— Start —
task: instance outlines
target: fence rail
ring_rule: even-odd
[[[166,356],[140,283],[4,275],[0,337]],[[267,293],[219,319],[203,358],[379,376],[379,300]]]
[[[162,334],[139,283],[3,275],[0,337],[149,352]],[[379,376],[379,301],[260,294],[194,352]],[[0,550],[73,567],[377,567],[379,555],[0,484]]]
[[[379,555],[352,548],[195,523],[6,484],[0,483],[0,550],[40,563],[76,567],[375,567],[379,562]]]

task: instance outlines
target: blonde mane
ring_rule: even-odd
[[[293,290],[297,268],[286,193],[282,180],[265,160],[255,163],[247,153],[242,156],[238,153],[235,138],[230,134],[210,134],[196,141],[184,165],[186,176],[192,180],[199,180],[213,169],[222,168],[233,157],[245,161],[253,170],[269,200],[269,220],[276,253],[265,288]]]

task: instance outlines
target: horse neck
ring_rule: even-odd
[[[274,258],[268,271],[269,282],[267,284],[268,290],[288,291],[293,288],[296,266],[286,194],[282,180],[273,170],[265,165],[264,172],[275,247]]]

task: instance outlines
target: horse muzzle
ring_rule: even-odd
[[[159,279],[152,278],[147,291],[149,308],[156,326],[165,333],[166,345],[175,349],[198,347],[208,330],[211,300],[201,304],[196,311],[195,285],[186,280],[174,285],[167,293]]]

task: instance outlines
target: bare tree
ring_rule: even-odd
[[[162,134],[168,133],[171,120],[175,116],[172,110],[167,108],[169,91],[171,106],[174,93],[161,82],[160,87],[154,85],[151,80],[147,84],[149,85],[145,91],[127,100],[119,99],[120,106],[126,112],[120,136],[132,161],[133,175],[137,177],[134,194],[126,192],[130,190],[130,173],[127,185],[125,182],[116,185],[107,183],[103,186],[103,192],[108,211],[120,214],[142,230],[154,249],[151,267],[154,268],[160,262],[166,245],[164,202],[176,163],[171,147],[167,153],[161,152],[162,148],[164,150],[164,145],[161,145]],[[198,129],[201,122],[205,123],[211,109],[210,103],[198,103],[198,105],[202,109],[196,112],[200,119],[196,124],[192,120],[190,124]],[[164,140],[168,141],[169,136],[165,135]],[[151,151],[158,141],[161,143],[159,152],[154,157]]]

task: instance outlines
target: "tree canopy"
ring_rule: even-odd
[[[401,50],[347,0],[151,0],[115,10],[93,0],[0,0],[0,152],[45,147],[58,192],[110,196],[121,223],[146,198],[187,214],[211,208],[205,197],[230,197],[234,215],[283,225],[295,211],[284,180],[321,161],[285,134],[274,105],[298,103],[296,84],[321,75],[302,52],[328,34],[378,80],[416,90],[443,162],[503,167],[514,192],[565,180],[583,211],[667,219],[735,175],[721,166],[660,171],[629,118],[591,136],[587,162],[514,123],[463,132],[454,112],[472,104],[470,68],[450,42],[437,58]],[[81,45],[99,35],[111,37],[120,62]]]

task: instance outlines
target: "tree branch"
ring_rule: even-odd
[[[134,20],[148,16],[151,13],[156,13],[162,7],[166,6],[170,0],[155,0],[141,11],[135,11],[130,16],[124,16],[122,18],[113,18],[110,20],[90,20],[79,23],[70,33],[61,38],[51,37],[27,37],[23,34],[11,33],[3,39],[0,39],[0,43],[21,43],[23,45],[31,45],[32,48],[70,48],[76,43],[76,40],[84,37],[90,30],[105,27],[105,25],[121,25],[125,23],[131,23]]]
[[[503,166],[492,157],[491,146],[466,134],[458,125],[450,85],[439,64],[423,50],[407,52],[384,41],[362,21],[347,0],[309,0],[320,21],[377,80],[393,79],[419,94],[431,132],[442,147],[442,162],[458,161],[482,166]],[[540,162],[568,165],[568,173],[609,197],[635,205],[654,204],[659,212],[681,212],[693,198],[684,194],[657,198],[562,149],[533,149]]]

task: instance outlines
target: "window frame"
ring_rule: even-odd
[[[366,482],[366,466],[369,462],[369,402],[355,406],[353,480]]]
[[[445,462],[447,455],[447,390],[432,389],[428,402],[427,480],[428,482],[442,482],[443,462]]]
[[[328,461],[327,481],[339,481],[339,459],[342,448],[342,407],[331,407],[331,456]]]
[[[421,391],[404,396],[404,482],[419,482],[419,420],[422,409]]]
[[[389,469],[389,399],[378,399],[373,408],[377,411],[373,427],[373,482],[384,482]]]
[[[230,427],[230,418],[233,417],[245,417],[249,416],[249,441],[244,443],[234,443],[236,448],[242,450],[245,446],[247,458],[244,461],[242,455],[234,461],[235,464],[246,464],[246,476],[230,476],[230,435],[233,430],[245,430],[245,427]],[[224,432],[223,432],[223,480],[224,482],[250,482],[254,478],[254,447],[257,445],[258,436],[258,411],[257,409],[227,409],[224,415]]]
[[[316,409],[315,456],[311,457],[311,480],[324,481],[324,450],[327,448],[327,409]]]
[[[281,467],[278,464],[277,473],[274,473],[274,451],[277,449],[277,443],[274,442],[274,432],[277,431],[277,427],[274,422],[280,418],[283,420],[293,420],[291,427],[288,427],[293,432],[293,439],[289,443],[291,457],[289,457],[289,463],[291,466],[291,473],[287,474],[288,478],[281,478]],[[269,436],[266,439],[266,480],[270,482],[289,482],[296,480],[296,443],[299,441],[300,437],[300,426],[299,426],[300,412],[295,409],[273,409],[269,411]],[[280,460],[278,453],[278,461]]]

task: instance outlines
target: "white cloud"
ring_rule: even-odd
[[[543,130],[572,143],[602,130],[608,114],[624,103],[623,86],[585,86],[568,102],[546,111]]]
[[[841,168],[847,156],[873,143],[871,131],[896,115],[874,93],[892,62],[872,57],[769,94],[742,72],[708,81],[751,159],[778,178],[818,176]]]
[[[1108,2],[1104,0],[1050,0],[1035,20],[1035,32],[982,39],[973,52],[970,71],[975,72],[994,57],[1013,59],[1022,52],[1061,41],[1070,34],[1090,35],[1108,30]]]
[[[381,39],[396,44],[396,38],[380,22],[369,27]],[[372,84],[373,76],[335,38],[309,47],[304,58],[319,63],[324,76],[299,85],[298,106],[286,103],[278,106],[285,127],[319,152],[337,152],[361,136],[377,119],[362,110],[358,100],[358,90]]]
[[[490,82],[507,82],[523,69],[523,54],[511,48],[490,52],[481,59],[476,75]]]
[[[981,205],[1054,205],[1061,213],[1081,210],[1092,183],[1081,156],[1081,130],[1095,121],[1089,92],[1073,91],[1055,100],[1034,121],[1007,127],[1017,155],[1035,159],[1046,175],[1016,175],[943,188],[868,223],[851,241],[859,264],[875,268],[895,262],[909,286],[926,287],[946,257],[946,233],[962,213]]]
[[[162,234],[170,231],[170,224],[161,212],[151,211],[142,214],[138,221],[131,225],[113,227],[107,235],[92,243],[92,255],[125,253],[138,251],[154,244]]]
— End —
*WHAT IS EXPECTED*
From the listing, select every line that contains the string "horse". Case counts.

*SOLUTION TO THIS TASK*
target: horse neck
target: horse muzzle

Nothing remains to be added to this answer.